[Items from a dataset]
::::::

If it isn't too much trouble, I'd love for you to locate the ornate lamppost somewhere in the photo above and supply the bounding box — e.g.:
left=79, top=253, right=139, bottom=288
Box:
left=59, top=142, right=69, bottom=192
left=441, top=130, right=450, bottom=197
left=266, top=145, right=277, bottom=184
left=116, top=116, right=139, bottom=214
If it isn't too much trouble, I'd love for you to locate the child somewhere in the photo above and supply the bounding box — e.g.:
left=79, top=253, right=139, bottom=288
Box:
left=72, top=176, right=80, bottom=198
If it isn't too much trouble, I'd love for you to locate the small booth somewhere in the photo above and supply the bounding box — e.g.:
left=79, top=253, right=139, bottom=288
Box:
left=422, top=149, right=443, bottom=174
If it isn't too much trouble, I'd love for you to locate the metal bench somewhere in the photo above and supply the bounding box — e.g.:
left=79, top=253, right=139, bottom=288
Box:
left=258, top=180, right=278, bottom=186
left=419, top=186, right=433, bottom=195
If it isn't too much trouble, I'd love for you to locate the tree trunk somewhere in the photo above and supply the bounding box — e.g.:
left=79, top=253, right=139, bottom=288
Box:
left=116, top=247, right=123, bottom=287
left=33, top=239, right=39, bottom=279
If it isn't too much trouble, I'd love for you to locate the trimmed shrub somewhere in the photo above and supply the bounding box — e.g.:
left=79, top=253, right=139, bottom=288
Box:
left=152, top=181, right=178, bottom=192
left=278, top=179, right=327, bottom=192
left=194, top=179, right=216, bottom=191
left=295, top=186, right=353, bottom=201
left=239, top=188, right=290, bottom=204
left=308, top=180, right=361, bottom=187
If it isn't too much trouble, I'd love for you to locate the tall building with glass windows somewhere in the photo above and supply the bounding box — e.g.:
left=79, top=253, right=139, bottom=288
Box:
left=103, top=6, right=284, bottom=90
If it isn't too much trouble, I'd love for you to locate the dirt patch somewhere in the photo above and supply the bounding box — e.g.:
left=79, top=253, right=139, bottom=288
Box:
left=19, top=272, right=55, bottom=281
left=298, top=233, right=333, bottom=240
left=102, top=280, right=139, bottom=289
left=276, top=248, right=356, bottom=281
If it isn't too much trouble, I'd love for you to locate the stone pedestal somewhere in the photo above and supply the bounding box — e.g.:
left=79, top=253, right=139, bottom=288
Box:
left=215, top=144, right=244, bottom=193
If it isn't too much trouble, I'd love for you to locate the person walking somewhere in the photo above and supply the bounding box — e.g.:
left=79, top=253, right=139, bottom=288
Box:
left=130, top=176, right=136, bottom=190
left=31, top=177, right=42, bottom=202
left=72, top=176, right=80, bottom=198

::::::

WRITTEN EXERCISE:
Present every line of the records above as a Markdown table with the columns Row and Line, numbering each row and leaving out blank lines.

EXERCISE RESPONSE:
| Row | Line |
|---|---|
| 1 | If it isn't too much trouble, I'd love for you to locate the ornate lamppost somewhere in the photo above and supply the bounding box — e.g.: |
| 2 | left=79, top=253, right=139, bottom=288 |
| 3 | Box: |
| 4 | left=59, top=142, right=69, bottom=192 |
| 5 | left=441, top=130, right=450, bottom=197 |
| 6 | left=266, top=145, right=277, bottom=184 |
| 7 | left=116, top=116, right=139, bottom=214 |
| 8 | If it isn't too much trouble, I'd love for you to locate the child somewhere in the photo above and supply the bounding box — e.g.: |
| 9 | left=79, top=253, right=139, bottom=288 |
| 10 | Box: |
| 11 | left=72, top=176, right=80, bottom=198 |
| 12 | If it isn't too much trouble, I'd love for you to locate the small booth somewhere in the photo above and supply the bounding box — e.g.: |
| 13 | left=79, top=253, right=139, bottom=288 |
| 14 | Box: |
| 15 | left=422, top=149, right=443, bottom=174 |
| 16 | If it isn't too much trouble, I'd love for you to locate the metal bench somewhere in the photo above and supply the bounding box — e.g.: |
| 17 | left=79, top=253, right=139, bottom=288 |
| 18 | Box: |
| 19 | left=258, top=180, right=278, bottom=186 |
| 20 | left=419, top=186, right=433, bottom=195 |
| 21 | If it isn't too much trouble, I'd love for you to locate the tree trunk somewhere in the photo above and supply the bounding box — e.g.: |
| 22 | left=79, top=253, right=139, bottom=288 |
| 23 | Box: |
| 24 | left=116, top=247, right=123, bottom=287 |
| 25 | left=33, top=239, right=39, bottom=279 |
| 26 | If it isn't too much trouble, I'd love for you to locate the trimmed shrub somewhere in the photo above and supply the bounding box — e.g.: |
| 27 | left=79, top=253, right=139, bottom=288 |
| 28 | Box: |
| 29 | left=152, top=181, right=178, bottom=192 |
| 30 | left=278, top=179, right=327, bottom=192 |
| 31 | left=194, top=179, right=216, bottom=191 |
| 32 | left=295, top=186, right=353, bottom=201 |
| 33 | left=239, top=188, right=290, bottom=204 |
| 34 | left=308, top=180, right=361, bottom=187 |
| 35 | If it isn't too much trouble, I'd love for you to locate the tall building with glass windows somewhere in the photo above and supply the bounding box — e.g.: |
| 36 | left=79, top=253, right=139, bottom=288 |
| 37 | Box: |
| 38 | left=103, top=6, right=284, bottom=90 |
| 39 | If it isn't too much trouble, I'd love for you to locate the dirt patch somewhere in the photo above and supply the bounding box — e.g.: |
| 40 | left=79, top=253, right=139, bottom=288 |
| 41 | Box: |
| 42 | left=19, top=272, right=55, bottom=281 |
| 43 | left=298, top=233, right=333, bottom=240 |
| 44 | left=102, top=280, right=139, bottom=289 |
| 45 | left=276, top=248, right=356, bottom=281 |
| 46 | If it isn't too much trouble, I'd love for you to locate the stone pedestal somewhere in the photo above and supply the bounding box — e.g.: |
| 47 | left=79, top=253, right=139, bottom=288 |
| 48 | Box: |
| 49 | left=215, top=144, right=244, bottom=193 |
| 50 | If it isn't too much trouble, I'd love for you to locate the person walking somewhere in the photo above and supply the bounding box — e.g.: |
| 51 | left=79, top=253, right=139, bottom=288 |
| 52 | Box: |
| 53 | left=130, top=176, right=136, bottom=190 |
| 54 | left=31, top=177, right=42, bottom=202 |
| 55 | left=72, top=176, right=80, bottom=198 |